Problem description:
Locate every line below that contains the word "ball" and copy it.

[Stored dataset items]
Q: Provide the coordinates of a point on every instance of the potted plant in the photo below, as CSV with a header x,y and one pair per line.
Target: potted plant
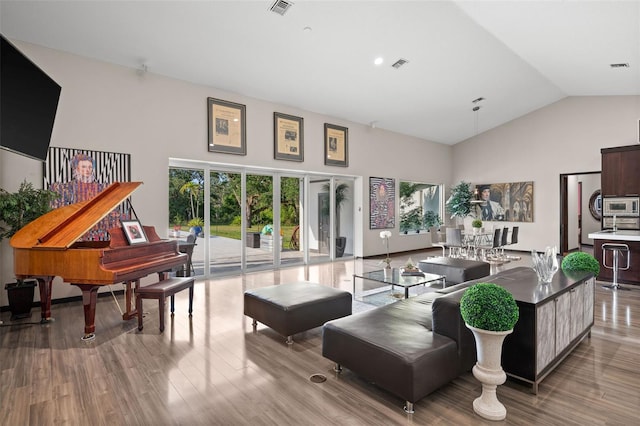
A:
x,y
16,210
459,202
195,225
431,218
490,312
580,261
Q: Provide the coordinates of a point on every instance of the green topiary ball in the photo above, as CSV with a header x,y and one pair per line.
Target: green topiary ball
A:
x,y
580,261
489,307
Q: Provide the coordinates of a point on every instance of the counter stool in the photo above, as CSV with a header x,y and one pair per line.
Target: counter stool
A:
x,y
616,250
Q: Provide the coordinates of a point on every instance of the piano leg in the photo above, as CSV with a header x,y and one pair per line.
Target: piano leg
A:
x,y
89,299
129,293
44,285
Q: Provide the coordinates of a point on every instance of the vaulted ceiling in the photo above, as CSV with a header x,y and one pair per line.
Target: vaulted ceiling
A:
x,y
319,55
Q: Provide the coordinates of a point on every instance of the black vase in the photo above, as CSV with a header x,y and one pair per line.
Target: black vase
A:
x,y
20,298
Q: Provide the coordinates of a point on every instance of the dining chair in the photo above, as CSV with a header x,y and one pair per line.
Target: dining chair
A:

Final answer:
Q: Provide the coordinates of a point on every instance of the green topiary ball in the photo above, as CSV with a header x,y and one pair per line.
Target: green topiary ball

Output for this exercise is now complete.